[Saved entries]
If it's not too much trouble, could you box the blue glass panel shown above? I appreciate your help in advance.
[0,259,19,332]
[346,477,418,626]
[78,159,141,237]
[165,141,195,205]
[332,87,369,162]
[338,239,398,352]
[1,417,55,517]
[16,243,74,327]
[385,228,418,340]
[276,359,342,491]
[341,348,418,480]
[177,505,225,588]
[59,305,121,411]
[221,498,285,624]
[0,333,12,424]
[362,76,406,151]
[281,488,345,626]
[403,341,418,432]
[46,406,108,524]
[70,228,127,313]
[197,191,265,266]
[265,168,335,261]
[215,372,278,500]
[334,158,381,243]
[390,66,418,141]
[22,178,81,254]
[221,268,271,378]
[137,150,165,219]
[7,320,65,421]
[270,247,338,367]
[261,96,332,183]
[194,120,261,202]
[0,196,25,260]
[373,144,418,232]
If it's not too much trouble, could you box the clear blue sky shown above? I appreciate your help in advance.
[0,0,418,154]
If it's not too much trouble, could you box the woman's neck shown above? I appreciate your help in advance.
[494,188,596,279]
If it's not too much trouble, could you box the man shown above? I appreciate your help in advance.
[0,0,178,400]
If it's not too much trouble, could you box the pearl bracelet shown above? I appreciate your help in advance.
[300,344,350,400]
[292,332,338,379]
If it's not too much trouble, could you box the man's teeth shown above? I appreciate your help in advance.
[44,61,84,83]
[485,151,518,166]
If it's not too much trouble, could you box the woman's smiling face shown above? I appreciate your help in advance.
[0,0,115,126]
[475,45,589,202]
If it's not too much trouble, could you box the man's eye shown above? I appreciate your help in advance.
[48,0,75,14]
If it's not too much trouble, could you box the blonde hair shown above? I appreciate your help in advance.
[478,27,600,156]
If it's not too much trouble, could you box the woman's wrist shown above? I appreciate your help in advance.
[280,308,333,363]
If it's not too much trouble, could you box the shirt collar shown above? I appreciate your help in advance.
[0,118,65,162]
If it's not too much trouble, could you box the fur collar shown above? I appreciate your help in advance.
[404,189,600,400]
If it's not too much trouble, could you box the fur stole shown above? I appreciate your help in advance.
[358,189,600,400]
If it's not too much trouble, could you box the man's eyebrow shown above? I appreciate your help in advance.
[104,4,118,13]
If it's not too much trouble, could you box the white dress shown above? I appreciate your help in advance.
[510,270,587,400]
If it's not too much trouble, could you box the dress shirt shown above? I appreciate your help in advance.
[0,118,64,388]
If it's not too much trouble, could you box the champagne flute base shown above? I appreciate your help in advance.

== SHORT EXERCISE ==
Render every line of the records above as a Markdown table with two columns, Row and Line. Number the rows in order and omit blank lines.

== ANSWER IN FULL ==
| Row | Line |
|---|---|
| 1 | If it's not too much trouble, could you box the blue glass panel shown above? I appreciate your help in advance. |
| 2 | [0,259,19,332] |
| 3 | [346,477,418,626] |
| 4 | [78,159,141,237] |
| 5 | [165,141,195,205] |
| 6 | [332,87,369,162] |
| 7 | [338,239,398,352] |
| 8 | [1,417,55,517] |
| 9 | [16,243,74,327] |
| 10 | [385,228,418,340] |
| 11 | [276,359,342,491] |
| 12 | [341,348,418,480] |
| 13 | [177,505,225,588] |
| 14 | [59,305,121,411] |
| 15 | [221,498,285,624] |
| 16 | [0,333,12,424] |
| 17 | [362,76,406,151] |
| 18 | [281,488,345,626] |
| 19 | [403,341,418,432] |
| 20 | [46,406,108,524] |
| 21 | [70,228,127,313] |
| 22 | [197,191,265,266] |
| 23 | [265,168,335,261] |
| 24 | [215,372,278,500] |
| 25 | [334,158,381,243] |
| 26 | [390,66,418,141] |
| 27 | [22,178,81,254] |
| 28 | [221,268,271,378] |
| 29 | [137,150,165,219] |
| 30 | [7,320,65,421] |
| 31 | [270,247,338,367] |
| 32 | [261,96,332,183] |
| 33 | [194,120,261,202] |
| 34 | [0,196,25,260] |
| 35 | [373,144,418,232] |
| 36 | If it's not too much trouble, could you box the clear blue sky shown above? I appreciate your help in advance. |
| 37 | [0,0,418,154] |
| 38 | If it's not too much trouble, could you box the woman's neck shown above? I appreciate your help in advance. |
| 39 | [494,188,596,279] |
| 40 | If it's not too much trouble, could you box the man shown above? I appreciate your help in advance. |
| 41 | [0,0,178,400] |
| 42 | If it's not too much trouble, could you box the pearl bracelet shown above? I appreciate your help in advance. |
| 43 | [300,344,350,400] |
| 44 | [292,332,338,379] |
| 45 | If it's not too much trouble, could you box the man's teeth shown above? I appreciate your help in advance. |
| 46 | [44,61,84,83] |
| 47 | [485,151,518,166] |
| 48 | If it's not too much trouble, could you box the woman's smiling face shown above? I appreciate your help in advance. |
| 49 | [0,0,115,126] |
| 50 | [475,45,589,202] |
| 51 | If it's not too much trouble, could you box the man's eye shown above? I appreciate your help in advance. |
| 52 | [48,0,75,14] |
| 53 | If it's not too much trouble, could you box the blonde hair shown above? I appreciate your help in advance. |
| 54 | [478,27,600,156] |
| 55 | If it's not too much trouble, could you box the woman's wrist shown above? I appreciate your help in advance. |
| 56 | [280,308,333,363] |
| 57 | If it's not too much trouble, could you box the shirt collar shown above? I appreciate your help in advance. |
| 58 | [0,118,65,162] |
| 59 | If it's not too much trouble, could you box the fur collar shown above? I appreciate your help in advance. |
| 60 | [404,189,600,400] |
| 61 | If it's not too much trouble, could you box the fur stole shown above? I appreciate your help in advance. |
| 62 | [358,189,600,400] |
| 63 | If it's not too much trouble, could you box the man's eyebrow shown above? I appreciate your help in advance. |
| 64 | [104,4,118,13] |
| 65 | If it's not too much trouble, could you box the white dress shown above? I appreciate your help in advance. |
| 66 | [510,270,587,400] |
| 67 | If it's not too much trouble, could you box the dress shirt shown above? I appreciate your help in advance. |
| 68 | [0,118,64,388] |
| 69 | If it's not too much trouble, could you box the champagne flute base shown above? I appreciate your help in advance. |